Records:
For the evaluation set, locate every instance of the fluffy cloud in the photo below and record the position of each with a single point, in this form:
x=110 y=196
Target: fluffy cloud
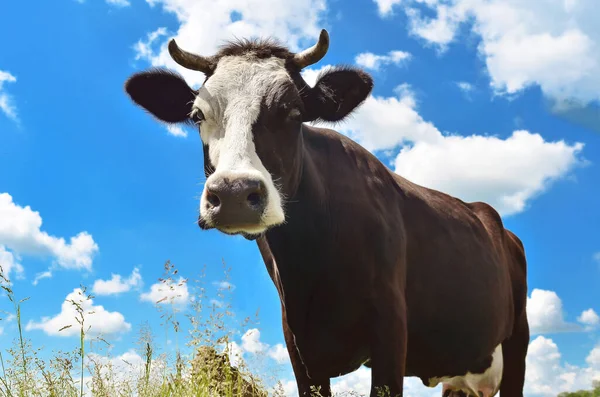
x=20 y=231
x=547 y=376
x=545 y=313
x=206 y=24
x=99 y=320
x=224 y=285
x=551 y=44
x=279 y=353
x=589 y=318
x=7 y=105
x=9 y=264
x=168 y=292
x=505 y=172
x=368 y=60
x=117 y=284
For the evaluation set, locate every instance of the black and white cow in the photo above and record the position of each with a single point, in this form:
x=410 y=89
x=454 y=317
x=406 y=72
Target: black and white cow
x=371 y=269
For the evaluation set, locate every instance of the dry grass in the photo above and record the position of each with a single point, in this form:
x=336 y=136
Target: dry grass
x=201 y=367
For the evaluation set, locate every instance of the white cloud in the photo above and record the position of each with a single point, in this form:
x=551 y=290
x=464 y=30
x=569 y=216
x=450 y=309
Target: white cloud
x=547 y=376
x=41 y=276
x=551 y=44
x=7 y=105
x=368 y=60
x=504 y=172
x=117 y=285
x=589 y=318
x=20 y=231
x=100 y=320
x=279 y=353
x=206 y=24
x=168 y=292
x=465 y=87
x=251 y=341
x=545 y=313
x=9 y=264
x=385 y=7
x=224 y=285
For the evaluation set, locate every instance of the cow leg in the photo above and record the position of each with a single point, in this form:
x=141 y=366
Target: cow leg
x=388 y=344
x=307 y=387
x=514 y=351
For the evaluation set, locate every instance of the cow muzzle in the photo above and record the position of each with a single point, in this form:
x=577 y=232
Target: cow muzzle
x=234 y=205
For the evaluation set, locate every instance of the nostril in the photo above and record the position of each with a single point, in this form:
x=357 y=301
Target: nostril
x=213 y=199
x=255 y=199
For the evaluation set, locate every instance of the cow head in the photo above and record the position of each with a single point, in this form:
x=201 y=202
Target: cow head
x=250 y=111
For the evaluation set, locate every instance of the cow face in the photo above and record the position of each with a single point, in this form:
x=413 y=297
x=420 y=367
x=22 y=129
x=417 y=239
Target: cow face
x=250 y=111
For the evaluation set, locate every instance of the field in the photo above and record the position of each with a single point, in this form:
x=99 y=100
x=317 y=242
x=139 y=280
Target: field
x=205 y=365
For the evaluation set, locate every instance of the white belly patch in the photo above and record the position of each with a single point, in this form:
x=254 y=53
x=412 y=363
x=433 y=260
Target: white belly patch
x=486 y=384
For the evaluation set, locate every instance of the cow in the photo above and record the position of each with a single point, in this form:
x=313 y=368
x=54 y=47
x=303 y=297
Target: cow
x=371 y=268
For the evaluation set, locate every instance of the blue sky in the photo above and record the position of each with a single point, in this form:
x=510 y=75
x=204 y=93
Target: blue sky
x=486 y=100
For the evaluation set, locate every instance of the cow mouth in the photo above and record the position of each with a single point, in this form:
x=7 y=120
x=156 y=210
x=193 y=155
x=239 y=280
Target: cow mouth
x=249 y=232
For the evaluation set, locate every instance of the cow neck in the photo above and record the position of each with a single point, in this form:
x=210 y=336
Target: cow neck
x=306 y=210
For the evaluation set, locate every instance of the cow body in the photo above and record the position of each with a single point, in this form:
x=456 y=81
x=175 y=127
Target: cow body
x=356 y=230
x=370 y=268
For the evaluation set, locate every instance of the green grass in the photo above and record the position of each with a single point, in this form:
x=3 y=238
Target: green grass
x=201 y=367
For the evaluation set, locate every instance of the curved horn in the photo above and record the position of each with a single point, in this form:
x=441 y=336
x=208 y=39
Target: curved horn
x=189 y=60
x=315 y=53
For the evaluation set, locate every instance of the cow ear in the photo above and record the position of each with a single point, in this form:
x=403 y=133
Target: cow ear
x=337 y=93
x=163 y=93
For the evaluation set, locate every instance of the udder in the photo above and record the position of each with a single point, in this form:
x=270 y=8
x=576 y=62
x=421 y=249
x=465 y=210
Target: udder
x=484 y=384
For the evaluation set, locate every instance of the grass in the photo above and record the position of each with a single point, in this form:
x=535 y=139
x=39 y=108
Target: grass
x=202 y=367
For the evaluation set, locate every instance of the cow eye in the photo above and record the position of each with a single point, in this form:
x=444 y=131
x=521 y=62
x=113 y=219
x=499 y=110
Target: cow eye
x=197 y=116
x=294 y=115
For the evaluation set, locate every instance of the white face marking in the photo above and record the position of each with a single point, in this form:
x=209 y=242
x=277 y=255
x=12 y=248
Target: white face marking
x=230 y=101
x=488 y=383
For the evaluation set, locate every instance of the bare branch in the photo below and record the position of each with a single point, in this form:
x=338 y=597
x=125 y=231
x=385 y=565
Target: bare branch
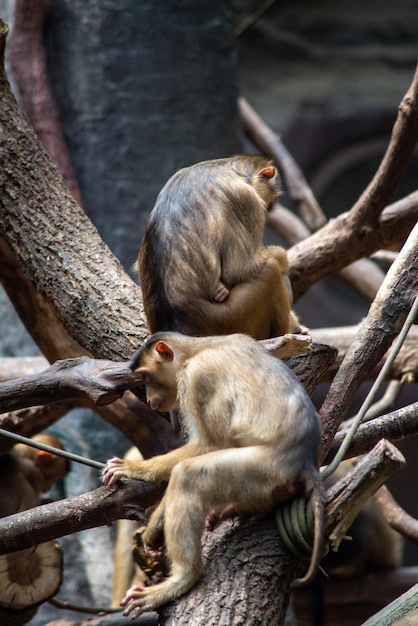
x=29 y=422
x=342 y=241
x=15 y=367
x=346 y=497
x=127 y=500
x=395 y=515
x=393 y=166
x=394 y=426
x=271 y=145
x=376 y=333
x=342 y=337
x=99 y=381
x=29 y=67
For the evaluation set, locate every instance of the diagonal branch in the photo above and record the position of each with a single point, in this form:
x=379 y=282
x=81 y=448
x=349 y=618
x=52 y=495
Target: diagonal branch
x=375 y=335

* [EXERCISE INSTRUCTIONS]: Leave the pictures out, and transcribe each of the records exactly.

* [SOLUTION FOR THIS PROBLEM]:
For the evaluation set, locate every instance of the fluffy cloud in the photo below and record the position of each with a single point, in this form:
x=110 y=196
Target: fluffy cloud
x=20 y=231
x=547 y=376
x=545 y=313
x=206 y=24
x=99 y=320
x=224 y=285
x=551 y=44
x=279 y=353
x=589 y=318
x=7 y=105
x=9 y=264
x=168 y=292
x=505 y=172
x=368 y=60
x=117 y=284
For the evaluation set, locate every instance of the black and white cow in the photo above and record the position of each with a single point, in this form:
x=410 y=89
x=454 y=317
x=406 y=72
Target: black and white cow
x=371 y=269
For the evaluation set, locate every instance of the dry grass in the photo above and record the position of each with a single point, in this form:
x=336 y=136
Target: dry grass
x=201 y=367
For the evaluation set, locate every instance of the white cloud in the photo above and record the position of each with a single point, in this form:
x=551 y=290
x=464 y=30
x=569 y=216
x=450 y=309
Target: white cloud
x=547 y=376
x=41 y=276
x=551 y=44
x=7 y=105
x=368 y=60
x=504 y=172
x=117 y=285
x=589 y=318
x=20 y=231
x=100 y=320
x=279 y=353
x=206 y=24
x=168 y=292
x=465 y=87
x=251 y=341
x=545 y=313
x=9 y=264
x=385 y=7
x=224 y=285
For the evaluation set, locate every instance of the cow leg in the photo above and record the position of each with a single point, in this form:
x=141 y=366
Target: cow leg
x=388 y=344
x=307 y=387
x=514 y=351
For the evaluation set, locate every instance of the cow muzzle in the photo above and record the position of each with a single point, in this form:
x=577 y=232
Target: cow muzzle
x=234 y=205
For the evaluation set, locate every instance of the nostril in the photo above and record the position of each with a single point, in this form:
x=357 y=301
Target: nostril
x=213 y=199
x=255 y=199
For the evaluation set, locate every instance of the cow head in the photo above and record the position of each with a single point, in this form:
x=201 y=202
Target: cow head
x=250 y=111
For the evaluation set, locate every instance of the cow face in the photo above and record the position of each with a single point, in this form:
x=413 y=297
x=420 y=367
x=22 y=129
x=417 y=239
Target: cow face
x=250 y=111
For the evaluation set, locate every instance of the field in the photo above and record the position of each with a single point, in this form:
x=99 y=100
x=317 y=242
x=139 y=280
Target: field
x=205 y=365
For the evaluation set, locate every instance of the white belly patch in the photo above and record the position of each with a single point, in this form:
x=254 y=53
x=412 y=363
x=433 y=260
Target: white belly patch
x=486 y=384
For the evaluation set, locate every instance of the cow in the photo above and record the position of each with a single point, in this form:
x=313 y=368
x=54 y=47
x=303 y=297
Target: cow
x=371 y=268
For the evaluation set, locate every instance of the blue sky in the photo above and record the position of each with a single point, in this form:
x=510 y=75
x=204 y=93
Target: blue sky
x=486 y=100
For the evaluation set, locate every instance of the cow mouth in the photo above and record the position of each with a single point, in this form:
x=7 y=120
x=156 y=210
x=193 y=155
x=239 y=280
Target: cow mouth
x=249 y=232
For the evaluation set, locate every instance of the cow neck in the photo above and record the position of each with a single point, in this form:
x=210 y=336
Target: cow neck
x=306 y=210
For the evaluation set, locate every instance of the cow body in the photo above and record the position of each with a single point, in this form:
x=456 y=81
x=175 y=127
Target: cow body
x=356 y=230
x=370 y=268
For the evaluation set, locate every instance of the green grass in the photo above and record the position of each with a single point, in this form:
x=3 y=238
Target: green grass
x=201 y=367
For the evaluation set, locate every instance of the curved horn in the photo above and record the position of each with a single point, in this form:
x=441 y=336
x=208 y=39
Target: curved horn
x=189 y=60
x=315 y=53
For the evaluation set, locate every instance of the cow ear in the photo above and record the position of each with a single point, in this form:
x=403 y=133
Target: cow ear
x=337 y=93
x=163 y=93
For the evaluation set, locate every instance of the udder in the photo above and record the position of each with a single point, in this form:
x=270 y=8
x=576 y=62
x=421 y=249
x=465 y=210
Target: udder
x=484 y=384
For the evaluation set, locate every instance of the grass in the photo above and record the position of each with a single point, in this form:
x=535 y=139
x=39 y=108
Target: grass
x=202 y=367
For the evaluation set, locate every instance of the cow eye in the photo above and record the position of each with a single point, in this form:
x=444 y=131
x=521 y=62
x=113 y=219
x=499 y=110
Target: cow eye
x=197 y=116
x=294 y=115
For the evaluation set, locate every instance of the white face marking in the photo above and record the position of each with a single point, in this form:
x=209 y=242
x=277 y=255
x=12 y=248
Target: white face marking
x=230 y=101
x=488 y=383
For the evaluation set, locate every instance of the bare branch in the photo below and record the position of each with a single point, in this form:
x=338 y=597
x=125 y=231
x=385 y=565
Target: bare branch
x=29 y=422
x=342 y=241
x=15 y=367
x=346 y=497
x=127 y=500
x=395 y=515
x=393 y=166
x=394 y=426
x=271 y=145
x=376 y=333
x=342 y=337
x=99 y=381
x=29 y=67
For the evaluation set, locate every instance of the diagonal branch in the photo above and record the position of each with a single point, in this form:
x=379 y=282
x=81 y=448
x=349 y=618
x=52 y=495
Target: diagonal branch
x=375 y=335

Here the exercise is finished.